* [Written task]:
Please recast the lines of the rows below, from the line holding "like [(446, 278)]." through the last line of the rows, inclusive, as a JSON list of strings with one string per line and blank lines left out.

Point labeling dataset excerpts
====
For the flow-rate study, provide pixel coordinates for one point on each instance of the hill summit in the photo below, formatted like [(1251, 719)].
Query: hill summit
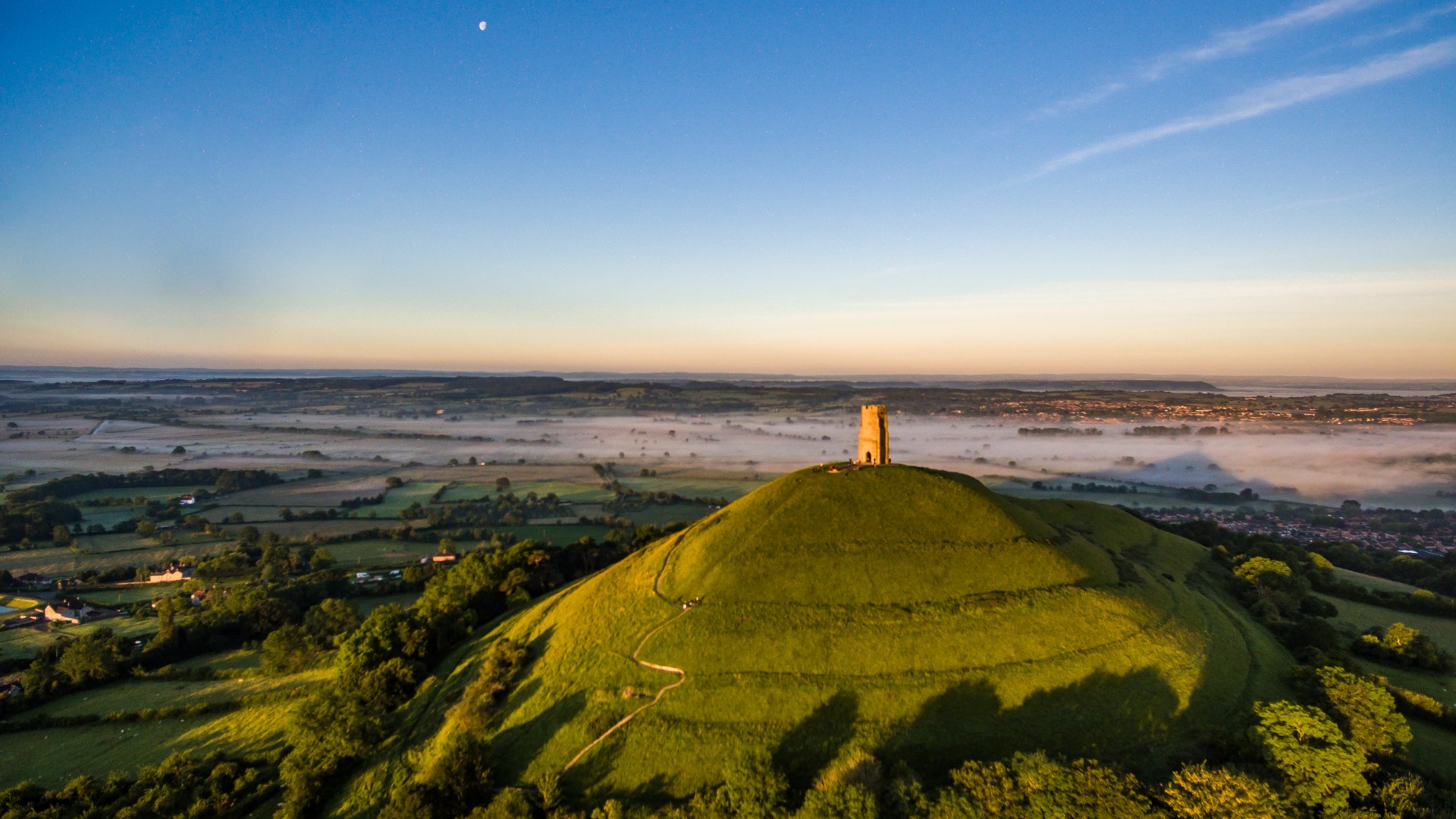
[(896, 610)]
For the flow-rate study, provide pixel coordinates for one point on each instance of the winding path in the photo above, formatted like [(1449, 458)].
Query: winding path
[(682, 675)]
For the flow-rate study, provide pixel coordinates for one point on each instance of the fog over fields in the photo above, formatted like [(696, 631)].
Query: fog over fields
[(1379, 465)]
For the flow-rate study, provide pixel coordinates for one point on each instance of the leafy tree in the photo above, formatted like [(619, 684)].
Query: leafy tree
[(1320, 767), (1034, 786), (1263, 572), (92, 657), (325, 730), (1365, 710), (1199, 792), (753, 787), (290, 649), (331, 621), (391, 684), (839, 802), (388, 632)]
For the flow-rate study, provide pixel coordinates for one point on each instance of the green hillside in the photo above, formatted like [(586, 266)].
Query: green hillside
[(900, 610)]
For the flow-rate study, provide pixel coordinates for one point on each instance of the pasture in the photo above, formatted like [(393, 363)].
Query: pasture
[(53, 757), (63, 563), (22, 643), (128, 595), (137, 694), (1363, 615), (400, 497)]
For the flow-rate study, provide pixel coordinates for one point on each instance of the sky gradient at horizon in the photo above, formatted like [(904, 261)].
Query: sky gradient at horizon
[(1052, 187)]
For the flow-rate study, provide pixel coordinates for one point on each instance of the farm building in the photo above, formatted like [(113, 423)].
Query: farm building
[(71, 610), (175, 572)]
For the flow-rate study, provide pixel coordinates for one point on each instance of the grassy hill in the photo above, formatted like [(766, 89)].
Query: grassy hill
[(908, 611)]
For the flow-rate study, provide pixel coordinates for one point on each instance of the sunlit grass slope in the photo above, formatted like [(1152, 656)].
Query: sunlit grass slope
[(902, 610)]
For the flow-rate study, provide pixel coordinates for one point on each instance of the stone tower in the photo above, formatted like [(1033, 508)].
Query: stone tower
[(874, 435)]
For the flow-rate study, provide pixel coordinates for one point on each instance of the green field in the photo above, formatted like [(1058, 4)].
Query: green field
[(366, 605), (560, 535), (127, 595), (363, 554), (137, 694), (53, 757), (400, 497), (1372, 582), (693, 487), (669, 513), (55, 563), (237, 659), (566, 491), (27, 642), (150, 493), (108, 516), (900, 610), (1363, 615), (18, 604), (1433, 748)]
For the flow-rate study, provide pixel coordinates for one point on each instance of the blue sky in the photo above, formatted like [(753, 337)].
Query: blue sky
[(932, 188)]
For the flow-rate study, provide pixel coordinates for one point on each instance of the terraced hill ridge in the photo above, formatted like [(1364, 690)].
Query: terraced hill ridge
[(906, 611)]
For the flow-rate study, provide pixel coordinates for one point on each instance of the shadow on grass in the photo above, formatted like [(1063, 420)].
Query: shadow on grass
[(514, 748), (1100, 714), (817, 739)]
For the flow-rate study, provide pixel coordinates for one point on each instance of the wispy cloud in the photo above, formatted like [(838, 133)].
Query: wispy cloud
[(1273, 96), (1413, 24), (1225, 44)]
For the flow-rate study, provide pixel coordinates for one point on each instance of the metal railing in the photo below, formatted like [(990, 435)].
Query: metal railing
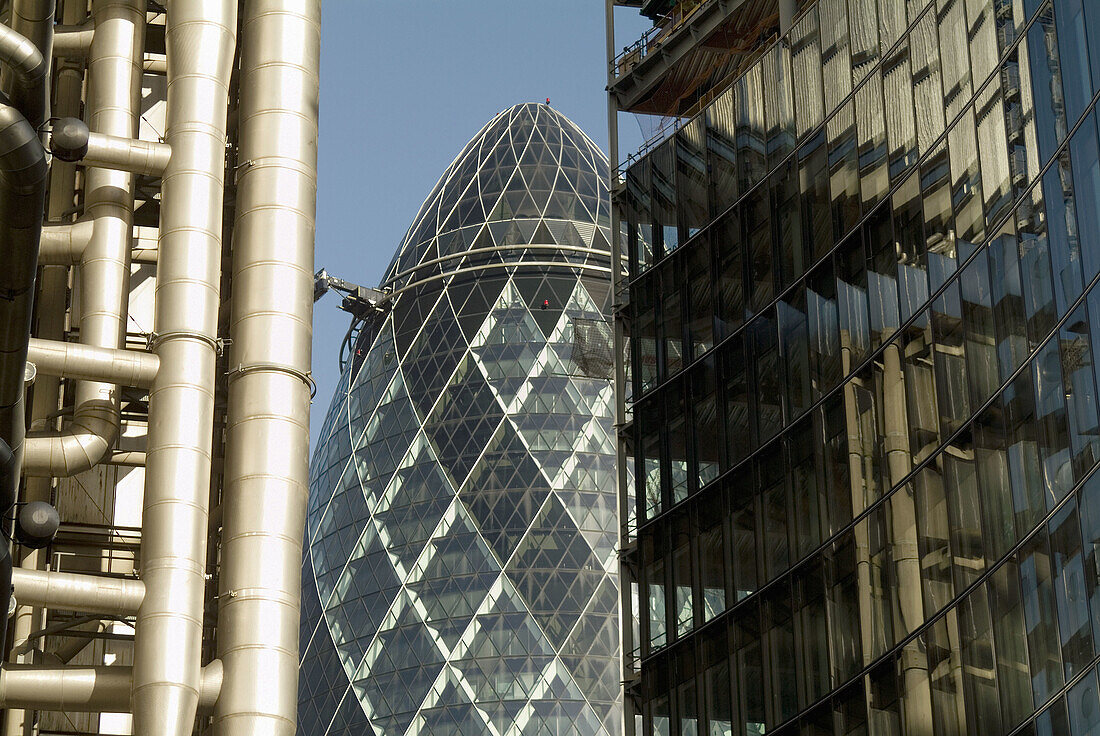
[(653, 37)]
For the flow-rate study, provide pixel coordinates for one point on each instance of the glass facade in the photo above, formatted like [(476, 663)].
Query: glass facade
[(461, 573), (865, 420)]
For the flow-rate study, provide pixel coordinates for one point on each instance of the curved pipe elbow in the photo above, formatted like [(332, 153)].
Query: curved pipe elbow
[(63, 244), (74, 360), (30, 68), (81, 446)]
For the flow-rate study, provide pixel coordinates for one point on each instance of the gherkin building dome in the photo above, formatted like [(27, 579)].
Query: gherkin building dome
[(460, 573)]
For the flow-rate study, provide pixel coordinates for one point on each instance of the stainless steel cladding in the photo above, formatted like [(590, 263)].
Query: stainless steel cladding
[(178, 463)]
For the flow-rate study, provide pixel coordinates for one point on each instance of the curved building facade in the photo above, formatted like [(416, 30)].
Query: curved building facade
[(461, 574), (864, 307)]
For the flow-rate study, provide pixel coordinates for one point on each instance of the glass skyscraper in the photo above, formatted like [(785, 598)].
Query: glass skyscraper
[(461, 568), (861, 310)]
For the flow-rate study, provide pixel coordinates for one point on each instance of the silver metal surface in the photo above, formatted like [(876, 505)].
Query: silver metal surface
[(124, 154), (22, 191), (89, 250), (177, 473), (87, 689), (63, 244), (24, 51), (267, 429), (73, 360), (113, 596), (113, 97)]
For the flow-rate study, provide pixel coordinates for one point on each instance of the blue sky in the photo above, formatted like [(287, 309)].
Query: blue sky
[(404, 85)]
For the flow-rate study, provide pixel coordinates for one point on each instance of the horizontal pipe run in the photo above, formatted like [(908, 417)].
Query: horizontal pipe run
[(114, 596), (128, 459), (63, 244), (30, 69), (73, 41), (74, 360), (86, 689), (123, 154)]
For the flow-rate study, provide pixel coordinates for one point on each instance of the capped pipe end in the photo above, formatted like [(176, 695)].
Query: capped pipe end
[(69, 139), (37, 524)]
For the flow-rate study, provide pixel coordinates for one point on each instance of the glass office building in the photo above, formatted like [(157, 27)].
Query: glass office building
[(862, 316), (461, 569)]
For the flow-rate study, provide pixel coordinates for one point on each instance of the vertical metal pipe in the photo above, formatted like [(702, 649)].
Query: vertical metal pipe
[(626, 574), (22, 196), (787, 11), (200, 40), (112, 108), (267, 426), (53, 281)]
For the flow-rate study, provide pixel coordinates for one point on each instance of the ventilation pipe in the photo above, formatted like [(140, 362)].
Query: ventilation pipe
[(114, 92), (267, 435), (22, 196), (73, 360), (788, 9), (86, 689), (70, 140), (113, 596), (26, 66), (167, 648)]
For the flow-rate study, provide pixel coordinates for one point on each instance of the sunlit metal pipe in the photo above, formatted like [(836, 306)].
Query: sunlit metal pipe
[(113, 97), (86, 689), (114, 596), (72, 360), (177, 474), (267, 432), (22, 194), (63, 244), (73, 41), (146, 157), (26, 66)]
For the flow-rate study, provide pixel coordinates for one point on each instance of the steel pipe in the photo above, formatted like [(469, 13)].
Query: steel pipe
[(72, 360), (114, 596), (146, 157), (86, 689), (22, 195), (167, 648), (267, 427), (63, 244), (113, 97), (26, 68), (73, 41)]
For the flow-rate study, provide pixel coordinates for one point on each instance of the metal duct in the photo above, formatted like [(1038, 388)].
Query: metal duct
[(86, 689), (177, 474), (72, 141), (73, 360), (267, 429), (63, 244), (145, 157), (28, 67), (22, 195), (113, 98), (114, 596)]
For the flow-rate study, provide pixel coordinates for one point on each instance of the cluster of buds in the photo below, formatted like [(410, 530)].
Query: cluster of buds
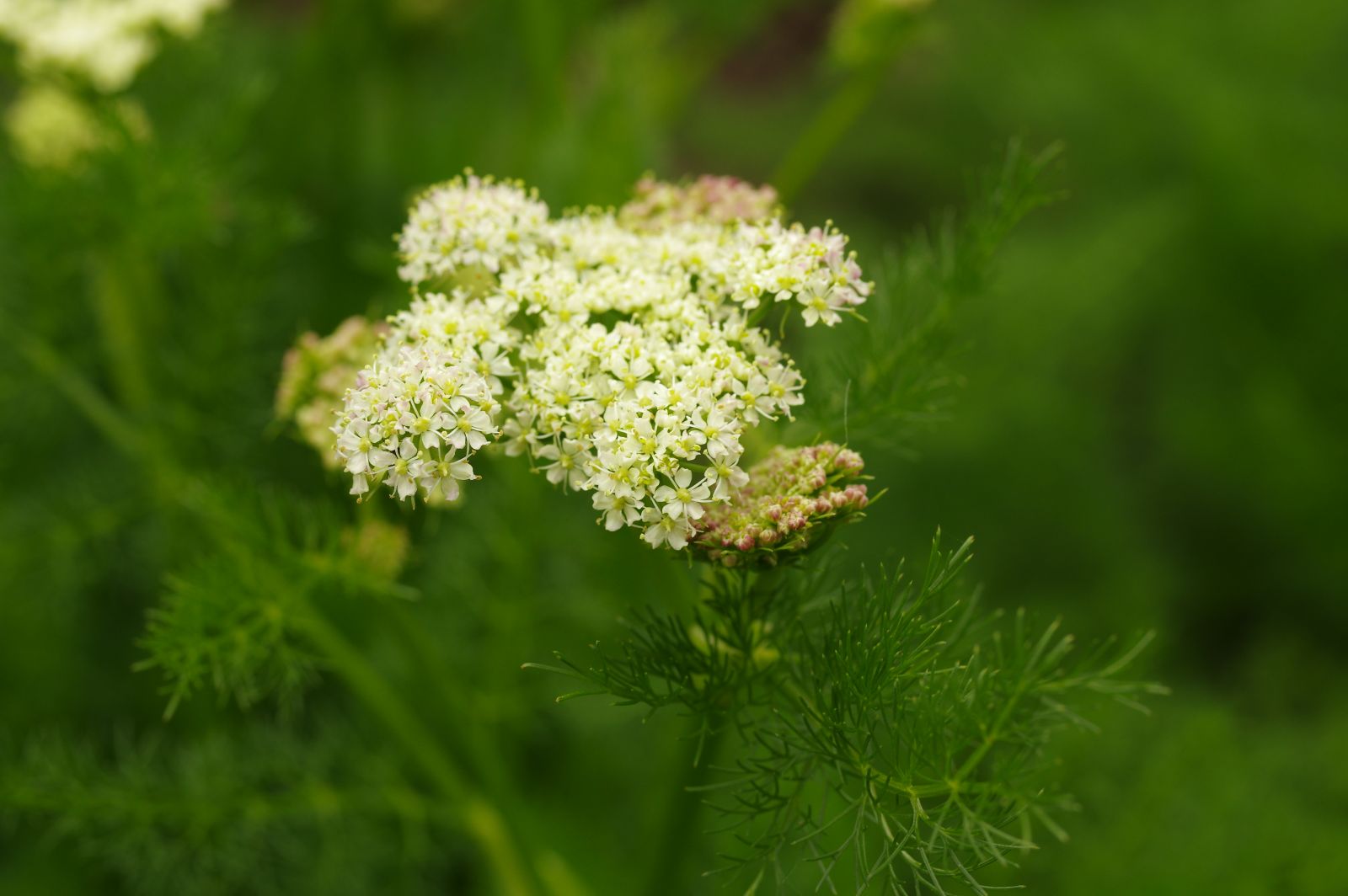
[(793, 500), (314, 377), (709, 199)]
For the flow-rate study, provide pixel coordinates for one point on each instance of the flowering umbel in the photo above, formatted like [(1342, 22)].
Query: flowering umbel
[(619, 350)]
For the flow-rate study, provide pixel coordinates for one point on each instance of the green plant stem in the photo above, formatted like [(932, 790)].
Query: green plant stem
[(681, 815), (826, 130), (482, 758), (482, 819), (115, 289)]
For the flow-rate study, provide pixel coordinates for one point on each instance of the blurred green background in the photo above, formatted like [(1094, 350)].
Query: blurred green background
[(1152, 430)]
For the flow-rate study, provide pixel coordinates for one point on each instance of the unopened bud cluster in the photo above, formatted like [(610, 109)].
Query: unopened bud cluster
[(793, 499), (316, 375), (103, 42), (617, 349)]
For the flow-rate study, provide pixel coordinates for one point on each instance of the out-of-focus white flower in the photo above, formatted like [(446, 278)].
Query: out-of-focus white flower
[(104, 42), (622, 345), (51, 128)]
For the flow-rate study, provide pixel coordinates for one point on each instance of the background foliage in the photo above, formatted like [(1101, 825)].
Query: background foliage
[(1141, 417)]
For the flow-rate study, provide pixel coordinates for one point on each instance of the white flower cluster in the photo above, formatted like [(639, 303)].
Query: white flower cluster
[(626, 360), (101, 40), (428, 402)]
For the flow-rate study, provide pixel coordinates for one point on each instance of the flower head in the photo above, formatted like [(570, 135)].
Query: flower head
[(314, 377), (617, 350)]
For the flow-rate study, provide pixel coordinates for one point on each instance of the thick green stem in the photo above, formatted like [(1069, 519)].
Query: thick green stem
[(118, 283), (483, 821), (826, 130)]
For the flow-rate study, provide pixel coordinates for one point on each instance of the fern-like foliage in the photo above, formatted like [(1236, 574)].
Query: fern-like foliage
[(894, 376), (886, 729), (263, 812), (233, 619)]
====
* [Answer for this exercise]:
[
  "For the flow-rate study, provide pixel coordinates for one point on each instance of the out-of-focus white flower in the photo above, formatted like [(446, 278)].",
  "Query: out-of-focus white flower",
  "[(104, 42), (622, 345), (51, 128)]",
  "For the flow-rate study, provide pixel coordinates for one point on each instance of the background foliage in the photo above, formatted like [(1101, 825)].",
  "Query: background foliage",
  "[(1141, 417)]",
  "For the flow-rate study, provide pixel coordinates for one point on each instance of the white flower cluster in the photo above, formatted like [(639, 303)].",
  "Query: white flower cluster",
  "[(626, 360), (101, 40), (428, 402)]",
  "For the flow-rate study, provide pixel coordinates for one point on each instance of the flower head in the photo above, formatted like [(570, 135)].",
  "Query: flower head",
  "[(314, 377), (617, 350)]",
  "For the flow-rate study, provide pixel coordinates for one point on each instance of the thick green stem in the photo above, formatted like [(1069, 519)].",
  "Query: thick green stem",
  "[(118, 283), (483, 821), (826, 130)]",
  "For the flow-rate study, provide pixel coordinates for one point on each instance of the fern-like foliage in the photo above, formatted like [(1236, 574)].",
  "Query: fern-like foliage",
  "[(894, 376), (886, 729), (263, 812), (233, 619)]"
]